The Chinese linguist Zhou Youguang (1906–2017) led the team that in the 1950s devised the Pinyin system of writing Chinese in the Latin alphabet. Extremely long lived, he remains known as the “father of Pinyin.”
Zhou Youguang was trained as an economist and had no background in linguistics before he was assigned to work on Pinyin in the 1950s. A method for transcribing Chinese characters into Western lettering, Pinyin is used when teaching Chinese to foreigners as well as in Chinese grammar schools, and it has facilitated dialogue among those speaking local variations of the Chinese language. Pinyin is also invaluable and essential for computer input of any kind; Chinese cell-phone users input parts of words in Pinyin to generate a list of possible Chinese characters. In fact, the process of transcribing the Chinese language in a form comprehensible to Westerners began “from the later years of the Qing dynasty down to today,” Zhou once told London Guardian interviewer Tania Branigan. “But we restudied the problem and revisited it and made it more perfect.”“I'm not the father of Pinyin,” he quipped. “I'm the son of Pinyin.”
Zhou was born on January 13, 1906, in Chongzhou, in eastern China. In the Chinese system, the family name is conventionally written first; Zhou's birth name was Zhou Yaoping and as an adult he adopted the pen name Zhou Youguang, which translated means “to illuminate.” His father was an official in China's feudal Qing Dynasty, and he remained employed when the Republic of China was founded in 1912. The family was well off, and Zhou enjoyed both Western and Chinese elements in his education, studying at the American-founded and highly competitive St. John's University in Shanghai before graduating from Guanghua University with an economics degree in 1927.
Zhou married Zhang Yunhe in 1933, and the couple moved to Japan so that he could pursue postgraduate studies. There they had two children, a daughter and a son. The first of many upheavals that would mark Zhou's long life came with the outbreak of the Sino-Japanese War, a key prelude to World War II that began in 1937. His family was forced to return to China and, as conditions there worsened, to the interior city of Chongqing, where the Chinese government relocated after its larger eastern cities fell to the Japanese. There, his daughter died after suffering an appendicitis attack.

- **Requirement 1**: Gather every line of the records that contains the word "dark", and copy each one in full.
- **Requirement 2**: Write the next part of the Zhou Youguang biography, picking up after its final sentence.
The Zhou Youguang biography and the records come from unrelated sources.

Dataset excerpts on pointing at objects
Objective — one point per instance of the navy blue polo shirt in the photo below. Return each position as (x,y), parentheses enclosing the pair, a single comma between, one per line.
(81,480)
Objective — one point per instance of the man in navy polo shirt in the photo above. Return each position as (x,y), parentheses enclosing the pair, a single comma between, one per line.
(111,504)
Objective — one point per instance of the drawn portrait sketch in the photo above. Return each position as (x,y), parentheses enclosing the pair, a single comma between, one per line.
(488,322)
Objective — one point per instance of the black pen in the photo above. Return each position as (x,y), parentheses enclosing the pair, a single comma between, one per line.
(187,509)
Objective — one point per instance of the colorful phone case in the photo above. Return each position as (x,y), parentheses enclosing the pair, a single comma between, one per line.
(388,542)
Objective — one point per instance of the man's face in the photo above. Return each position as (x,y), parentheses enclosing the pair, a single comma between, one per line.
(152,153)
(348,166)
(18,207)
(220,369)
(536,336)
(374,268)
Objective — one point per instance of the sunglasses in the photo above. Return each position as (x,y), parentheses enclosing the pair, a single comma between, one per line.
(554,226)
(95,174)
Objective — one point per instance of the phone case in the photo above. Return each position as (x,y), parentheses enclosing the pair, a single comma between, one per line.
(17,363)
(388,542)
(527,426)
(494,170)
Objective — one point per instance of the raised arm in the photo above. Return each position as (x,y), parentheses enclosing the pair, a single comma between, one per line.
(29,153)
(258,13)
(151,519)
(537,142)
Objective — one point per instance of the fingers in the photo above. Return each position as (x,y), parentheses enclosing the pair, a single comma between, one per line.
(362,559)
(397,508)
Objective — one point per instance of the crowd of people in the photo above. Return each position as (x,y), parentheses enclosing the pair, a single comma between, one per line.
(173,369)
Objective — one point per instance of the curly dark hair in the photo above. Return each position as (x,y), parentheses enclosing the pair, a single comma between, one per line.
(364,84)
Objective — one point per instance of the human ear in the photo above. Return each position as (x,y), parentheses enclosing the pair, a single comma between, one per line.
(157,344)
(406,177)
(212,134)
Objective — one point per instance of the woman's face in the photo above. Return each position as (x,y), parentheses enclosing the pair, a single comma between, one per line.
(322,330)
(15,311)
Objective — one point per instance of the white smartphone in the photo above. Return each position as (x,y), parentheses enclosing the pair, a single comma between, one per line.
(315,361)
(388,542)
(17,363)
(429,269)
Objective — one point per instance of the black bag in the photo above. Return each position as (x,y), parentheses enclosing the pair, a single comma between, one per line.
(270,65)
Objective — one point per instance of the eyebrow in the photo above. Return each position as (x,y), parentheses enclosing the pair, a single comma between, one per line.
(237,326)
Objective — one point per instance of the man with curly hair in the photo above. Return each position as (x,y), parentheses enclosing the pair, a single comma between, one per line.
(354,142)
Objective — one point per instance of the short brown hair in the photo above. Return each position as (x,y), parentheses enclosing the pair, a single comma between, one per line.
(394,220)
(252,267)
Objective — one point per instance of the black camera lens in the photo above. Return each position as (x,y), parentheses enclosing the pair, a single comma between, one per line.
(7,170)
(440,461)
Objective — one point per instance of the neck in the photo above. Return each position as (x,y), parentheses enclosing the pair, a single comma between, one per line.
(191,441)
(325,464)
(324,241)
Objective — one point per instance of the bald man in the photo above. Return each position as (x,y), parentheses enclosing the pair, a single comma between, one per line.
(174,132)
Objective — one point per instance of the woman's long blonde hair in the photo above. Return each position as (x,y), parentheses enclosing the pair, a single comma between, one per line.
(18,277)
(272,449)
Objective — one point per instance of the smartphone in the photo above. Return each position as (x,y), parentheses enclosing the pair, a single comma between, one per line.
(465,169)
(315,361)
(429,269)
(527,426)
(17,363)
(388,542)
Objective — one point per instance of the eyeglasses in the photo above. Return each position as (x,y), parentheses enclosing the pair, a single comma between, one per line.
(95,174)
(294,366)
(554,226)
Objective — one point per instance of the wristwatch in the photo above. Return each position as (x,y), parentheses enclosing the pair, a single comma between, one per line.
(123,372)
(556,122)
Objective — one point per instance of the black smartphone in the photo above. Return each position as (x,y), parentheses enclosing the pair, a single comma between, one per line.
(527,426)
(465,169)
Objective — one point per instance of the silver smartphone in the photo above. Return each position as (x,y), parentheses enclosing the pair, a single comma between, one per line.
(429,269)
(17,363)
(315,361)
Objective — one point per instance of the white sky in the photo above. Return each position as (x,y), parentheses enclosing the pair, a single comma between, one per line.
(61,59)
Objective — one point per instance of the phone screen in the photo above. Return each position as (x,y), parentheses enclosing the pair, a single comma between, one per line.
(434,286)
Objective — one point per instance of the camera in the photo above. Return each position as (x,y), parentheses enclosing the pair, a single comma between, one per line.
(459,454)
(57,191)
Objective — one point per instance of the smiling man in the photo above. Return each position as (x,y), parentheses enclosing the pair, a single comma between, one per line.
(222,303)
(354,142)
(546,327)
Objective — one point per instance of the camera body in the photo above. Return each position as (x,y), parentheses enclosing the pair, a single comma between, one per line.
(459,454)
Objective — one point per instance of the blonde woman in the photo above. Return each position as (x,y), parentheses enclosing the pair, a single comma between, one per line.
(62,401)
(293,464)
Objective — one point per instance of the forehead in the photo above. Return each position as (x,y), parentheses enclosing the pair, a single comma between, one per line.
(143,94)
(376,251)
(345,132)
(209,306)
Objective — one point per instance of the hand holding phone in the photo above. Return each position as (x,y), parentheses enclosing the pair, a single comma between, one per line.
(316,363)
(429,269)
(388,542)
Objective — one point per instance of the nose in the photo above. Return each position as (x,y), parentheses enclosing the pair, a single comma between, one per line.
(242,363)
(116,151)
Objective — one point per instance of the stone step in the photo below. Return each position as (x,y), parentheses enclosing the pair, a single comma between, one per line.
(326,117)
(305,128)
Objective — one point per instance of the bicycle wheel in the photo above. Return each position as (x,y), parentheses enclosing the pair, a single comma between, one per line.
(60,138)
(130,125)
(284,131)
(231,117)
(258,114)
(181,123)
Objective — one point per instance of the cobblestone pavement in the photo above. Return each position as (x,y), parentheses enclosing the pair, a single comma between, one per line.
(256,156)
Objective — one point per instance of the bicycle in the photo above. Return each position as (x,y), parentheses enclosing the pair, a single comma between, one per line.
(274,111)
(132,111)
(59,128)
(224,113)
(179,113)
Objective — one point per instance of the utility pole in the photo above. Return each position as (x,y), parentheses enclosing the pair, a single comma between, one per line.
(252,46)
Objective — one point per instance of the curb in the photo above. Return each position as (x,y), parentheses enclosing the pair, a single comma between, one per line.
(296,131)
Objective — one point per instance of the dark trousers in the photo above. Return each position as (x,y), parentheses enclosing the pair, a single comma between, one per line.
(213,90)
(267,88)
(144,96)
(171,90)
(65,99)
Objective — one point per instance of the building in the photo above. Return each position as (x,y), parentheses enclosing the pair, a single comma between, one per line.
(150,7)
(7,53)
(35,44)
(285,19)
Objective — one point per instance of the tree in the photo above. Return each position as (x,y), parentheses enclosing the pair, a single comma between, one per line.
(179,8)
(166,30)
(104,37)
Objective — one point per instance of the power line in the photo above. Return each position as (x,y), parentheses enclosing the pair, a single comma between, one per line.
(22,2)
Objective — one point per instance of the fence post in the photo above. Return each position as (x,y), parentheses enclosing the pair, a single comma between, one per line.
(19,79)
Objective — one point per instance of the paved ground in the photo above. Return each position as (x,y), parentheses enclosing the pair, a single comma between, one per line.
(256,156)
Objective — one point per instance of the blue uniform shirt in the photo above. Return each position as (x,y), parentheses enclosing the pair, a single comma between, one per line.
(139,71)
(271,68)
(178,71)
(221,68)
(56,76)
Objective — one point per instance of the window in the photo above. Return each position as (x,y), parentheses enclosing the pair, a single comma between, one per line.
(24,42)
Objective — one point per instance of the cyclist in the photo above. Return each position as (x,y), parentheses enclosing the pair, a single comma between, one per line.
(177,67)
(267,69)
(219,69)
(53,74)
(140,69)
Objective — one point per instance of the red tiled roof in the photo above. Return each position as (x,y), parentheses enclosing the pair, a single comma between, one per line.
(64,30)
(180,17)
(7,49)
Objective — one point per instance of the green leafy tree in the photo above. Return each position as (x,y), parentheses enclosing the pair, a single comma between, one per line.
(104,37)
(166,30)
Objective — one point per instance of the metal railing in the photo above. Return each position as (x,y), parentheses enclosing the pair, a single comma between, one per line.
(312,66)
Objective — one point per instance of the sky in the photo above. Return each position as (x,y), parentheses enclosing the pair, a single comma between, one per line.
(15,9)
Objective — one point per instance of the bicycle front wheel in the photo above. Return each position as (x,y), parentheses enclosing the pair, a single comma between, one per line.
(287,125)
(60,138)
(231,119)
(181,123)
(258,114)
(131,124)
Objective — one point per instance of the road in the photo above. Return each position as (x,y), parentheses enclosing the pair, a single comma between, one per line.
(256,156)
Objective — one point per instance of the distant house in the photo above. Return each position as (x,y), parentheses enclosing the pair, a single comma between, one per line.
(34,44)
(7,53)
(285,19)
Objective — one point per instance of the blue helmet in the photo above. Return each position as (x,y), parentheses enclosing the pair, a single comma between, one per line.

- **Written answer 1**:
Objective — one point per instance of the curly dark hair in the photo above. Return each position as (x,y), parentheses enclosing the pair, a single comma between, one per line.
Objective — one point per instance of the dark trousers in the photo above. Return each position as (x,y), parentheses enclosing the pair, a single comma between, one per line.

- **Written answer 2**:
In Chongqing, Zhou landed a job at the Sin Hua Trust & Savings Bank. There he met the young Communist Party official Zhou Enlai, who would become China's premier in 1949. After the war ended, Zhou was sent by the bank to New York City, where he worked at the office of its U.S. agent. For much of his time in China, Zhou had maintained a frugal lifestyle, but as a Wall Street banker he lived luxuriously: he traveled first class on trains and ocean liners, entertained job offers from Western banks. Inspired by his intellectual curiosity, he visited Princeton, New Jersey, to meet exiled German physicist Albert Einstein. In 1949, Zhou wrote the first of his 40-plus books, China's Financial Problems.
That year, after China's Nationalist government was defeated by Communist forces and exiled to the island of Taiwan, Zhou joined many other well-educated Chinese in welcoming the chance to help build a better future for their country. Returning home, he taught economics in Shanghai and began to study linguistics as a hobby.
Since the late 16th century, attempts had been made to render Chinese writing in Western characters, and by Zhou's time, the most common system was Wade-Giles Romanization, devised by British diplomats Thomas Francis Wade and Herbert Allen Giles during the mid-19th century. Wade-Giles had many defects, however: it did not render Chinese pronunciation accurately and it used awkward superscript numbers to indicate the Chinese system of tones: In Chinese, a word may have different meanings depending on whether it is spoken with a rising tone, a falling tone, or in other intonation. Zhou and a team of 20 researchers were given the job of finding a simpler and more accurate system. What they devised was Pinyin, which means “spelled sounds.”
The first decision facing Zhou concerned which alphabet to use. China was closely allied to the Soviet Union at the time and the Russian Cyrillic alphabet was considered, but Zhou argued that the Latin alphabet would have greater international usefulness. He and his team labored for three years, producing a streamlined system in which tones were indicated by simple diacritical marks and clear associations were made between Western letters and Chinese sounds. Pinyin was officially adopted by the Chinese government in 1958, and, although it is not used consistently in Taiwan, Hong Kong, and overseas Chinese communities, it was accepted for use by the United Nations in 1986.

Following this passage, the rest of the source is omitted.